(OBJECTIF): Rédigez la suite de l'entretien sur Back Market, à partir de l'endroit où il s'interrompt.

Le bouche à oreille comme principal levier d'acquisition.
Lancée en 2014, Back Market est aujourd’hui la licorne française la plus valorisée après une dernière levée de fonds qui l’a porté à + de 5 milliards d’euros. Suffisant pour affirmer que le reconditionné et l’économie circulaire sont désormais un réflexe massif des consommateurs ? Si les chiffres sont encourageants et semblent avoir franchi une étape significative, des freins perdurent et des millions d’appareils végètent dans nos tiroirs attendant d’être réparés.
Pour ancrer sa démarche, Back Market est devenue société à mission en mai dernier. Vianney Vaute, cofondateur et CCO de Back Market, évoque les principaux défis qui attendent la marque dans ce nouveau Parole d’annonceur.
Quel est le plus grand défi de Back Market aujourd’hui en tant que marque ?
Vianney Vaute : Le même qu’il y a 8 ans : continuer d’être considéré comme une alternative crédible face à l’achat de produits neufs. Nous avons grandi en 8 ans, mais les équilibres économiques du marché sont encore très favorables au neuf aujourd’hui, ce sera le défi de notre entreprise. Si on regarde en termes de taille de marché, le reconditionné c’est 80 milliards d’euros dans le monde vs 1,3 billion d’euros pour le neuf, ce défi va donc durer.
Licorne en 2021 quelques années après son lancement (2014), des levées de fonds dont la dernière – 450 millions d’euros- fait de Back Market la licorne la plus valorisée devant toutes les autres startups françaises (+5 milliards d’euros), une société présente dans 16 pays, le service Buy Back lancé aux Etats-Unis après la France et l’Allemagne… beau palmarès. Quelle est la prochaine étape ?

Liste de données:
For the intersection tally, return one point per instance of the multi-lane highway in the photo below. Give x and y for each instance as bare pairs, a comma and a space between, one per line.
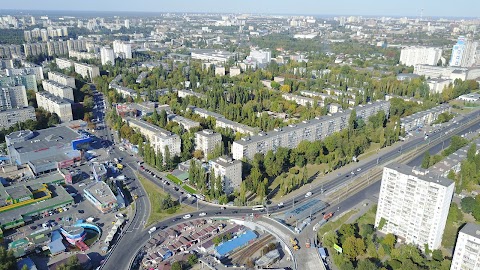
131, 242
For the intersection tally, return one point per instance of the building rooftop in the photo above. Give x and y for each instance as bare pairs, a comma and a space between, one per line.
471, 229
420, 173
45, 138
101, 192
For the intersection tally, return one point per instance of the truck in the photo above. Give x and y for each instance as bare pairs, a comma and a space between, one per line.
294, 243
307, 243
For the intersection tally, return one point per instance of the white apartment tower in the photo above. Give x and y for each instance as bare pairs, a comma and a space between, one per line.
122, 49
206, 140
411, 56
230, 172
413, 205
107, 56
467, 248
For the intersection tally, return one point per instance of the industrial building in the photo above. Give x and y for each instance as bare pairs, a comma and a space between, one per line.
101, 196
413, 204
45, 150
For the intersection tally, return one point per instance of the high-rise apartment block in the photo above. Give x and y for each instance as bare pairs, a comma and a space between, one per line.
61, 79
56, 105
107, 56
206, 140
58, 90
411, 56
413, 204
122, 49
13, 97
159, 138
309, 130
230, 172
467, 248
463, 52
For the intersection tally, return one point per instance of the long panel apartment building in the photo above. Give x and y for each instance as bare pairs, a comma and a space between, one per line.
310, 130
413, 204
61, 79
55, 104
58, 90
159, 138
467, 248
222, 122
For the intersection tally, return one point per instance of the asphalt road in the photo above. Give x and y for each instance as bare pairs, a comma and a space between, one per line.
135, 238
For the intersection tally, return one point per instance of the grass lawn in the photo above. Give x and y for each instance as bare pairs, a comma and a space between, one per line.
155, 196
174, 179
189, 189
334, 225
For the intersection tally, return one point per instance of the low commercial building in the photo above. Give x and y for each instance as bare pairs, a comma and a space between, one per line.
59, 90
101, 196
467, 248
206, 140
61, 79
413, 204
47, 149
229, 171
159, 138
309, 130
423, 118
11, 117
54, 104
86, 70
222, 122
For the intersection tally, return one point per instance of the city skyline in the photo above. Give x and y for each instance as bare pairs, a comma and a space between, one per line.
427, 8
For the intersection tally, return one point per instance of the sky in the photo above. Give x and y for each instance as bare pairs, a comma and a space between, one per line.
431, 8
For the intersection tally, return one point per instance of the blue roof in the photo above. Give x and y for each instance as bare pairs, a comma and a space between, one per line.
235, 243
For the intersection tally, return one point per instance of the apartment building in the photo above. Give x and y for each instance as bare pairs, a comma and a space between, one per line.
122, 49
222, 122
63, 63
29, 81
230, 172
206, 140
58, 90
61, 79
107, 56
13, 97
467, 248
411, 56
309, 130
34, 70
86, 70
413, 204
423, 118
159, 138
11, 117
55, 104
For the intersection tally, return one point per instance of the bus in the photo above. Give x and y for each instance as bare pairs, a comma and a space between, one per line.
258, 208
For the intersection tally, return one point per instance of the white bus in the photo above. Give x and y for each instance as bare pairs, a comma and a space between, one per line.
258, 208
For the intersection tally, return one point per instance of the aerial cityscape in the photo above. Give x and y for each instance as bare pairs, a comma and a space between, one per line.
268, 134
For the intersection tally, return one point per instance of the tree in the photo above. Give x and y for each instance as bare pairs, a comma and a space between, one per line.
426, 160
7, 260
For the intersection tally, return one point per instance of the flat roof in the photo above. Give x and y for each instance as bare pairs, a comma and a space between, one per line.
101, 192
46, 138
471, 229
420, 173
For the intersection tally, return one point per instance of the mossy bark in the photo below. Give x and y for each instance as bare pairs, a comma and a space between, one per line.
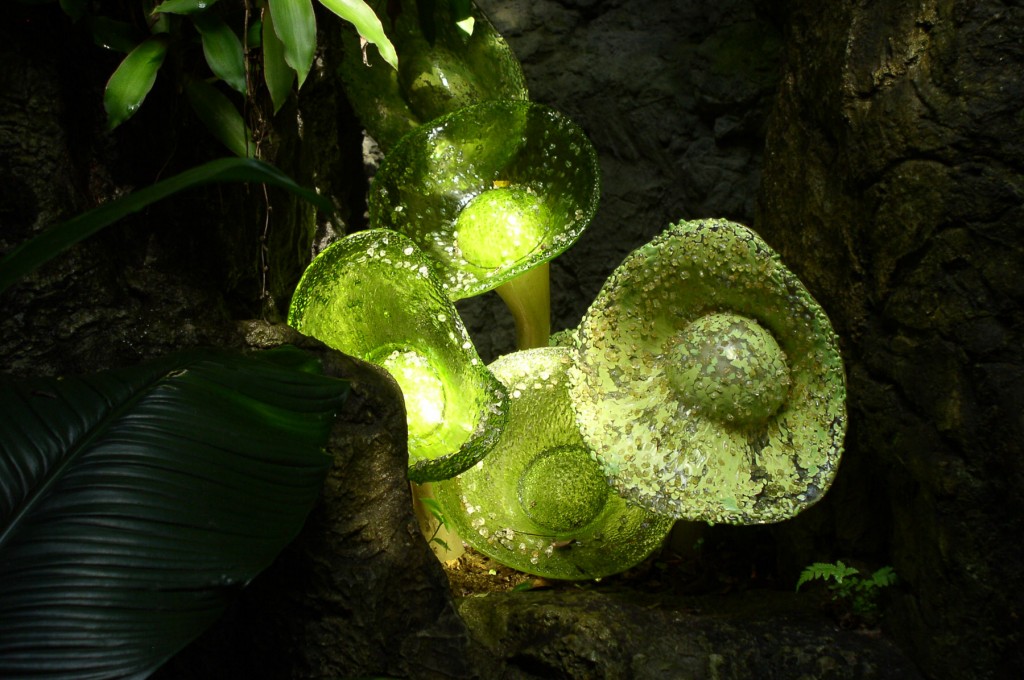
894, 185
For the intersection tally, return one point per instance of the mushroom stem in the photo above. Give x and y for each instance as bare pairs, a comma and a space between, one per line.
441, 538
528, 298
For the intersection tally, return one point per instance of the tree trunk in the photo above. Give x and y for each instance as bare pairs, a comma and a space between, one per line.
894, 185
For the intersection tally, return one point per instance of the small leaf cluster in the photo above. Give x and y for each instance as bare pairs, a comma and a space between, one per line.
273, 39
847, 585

(RÉPONSE ATTENDUE):
V.V. : Encore une fois, nous sommes dans une vraie logique de continuité. Lorsque l’on prend tous ces chiffres là à brut, cela donne l’impression d’être passé de 0 à 1 alors que tout cela s’est fait de manière très progressive, avec des objectifs qui sont restés les mêmes, notamment celui autour de nos trois axes : qualité et la manière de la mettre à l’échelle, l’internationalisation du modèle avec l’ouverture de nouveaux pays et la question de la mise à échelle du Buy Back, le service de reprise des anciens appareils électriques et électroniques.
Ces trois axes structurant de développement, nous les avons posés très tôt dans le projet, ce qui nous a permis d’atteindre ces grandes étapes. Ils vont continuer de cadrer le développement de l’ entreprise dans le futur. Il n’y aura pas de grandes révolutions ou d’innovations totales. On ne va pas se mettre à vendre du neuf ou produire nos propres appareils (rires).
Le 10 mai dernier, l’entreprise est devenue société à mission. La réparabilité, la circularité et le reconditionnement faisant déjà partie de votre cœur de métier, qu’est-ce que cela induit concrètement ?
V.V. : La mission de Back Market est de donner à tous les humains le pouvoir de faire durer les machines par la circularité et la réparation. C’est une feuille de route ambitieuse. Nous voulons mettre les moyens du reconditionneur dans les mains de nos clients en leur donnant notamment la possibilité de réparer eux-même leurs appareils. C’est la prochaine frontière pour atteindre cette mission.
Nous devons dans le même temps boucler la boucle avec notre système de reprise qui, même si nous en sommes satisfaits, est plus petit en termes de volume versus ceux de la vente : nous étions très enthousiastes l’année dernière, car nous avons réalisé 250 000 reprises d’appareils en France, mais nous devons en récupérer encore plus pour que la circularité fasse un vrai passage à l’échelle. De mémoire, il y a 110 millions de téléphones qui dorment dans des tiroirs et qui pourraient être réparés.
Vous avez réalisé une opération spéciale pour la Journée de la Terre le 22 avril dernier en hackant des Apple Stores. Avez-vous des résultats à nous communiquer sur cette campagne ?
V.V : L’activation a été extrêmement bien reçue, c’est de loin notre activation en social media la plus efficace. Elle a généré plus de 5,4 millions de vues sur notre chaîne YouTube.
Le réflexe du reconditionné vs le neuf a-t-il franchi un pas ces dernières années ? Quels sont les derniers freins restants ? Comment voyez-vous le secteur du reconditionné évoluer dans les prochaines années ?
V.V. : Le pas franchi est très net, notamment en Europe, et particulièrement lorsque l’on regarde les études françaises puisque l’immense majorité des Français savent désormais ce qu’est qu’un appareil reconditionné et pourrait potentiellement en acheter un.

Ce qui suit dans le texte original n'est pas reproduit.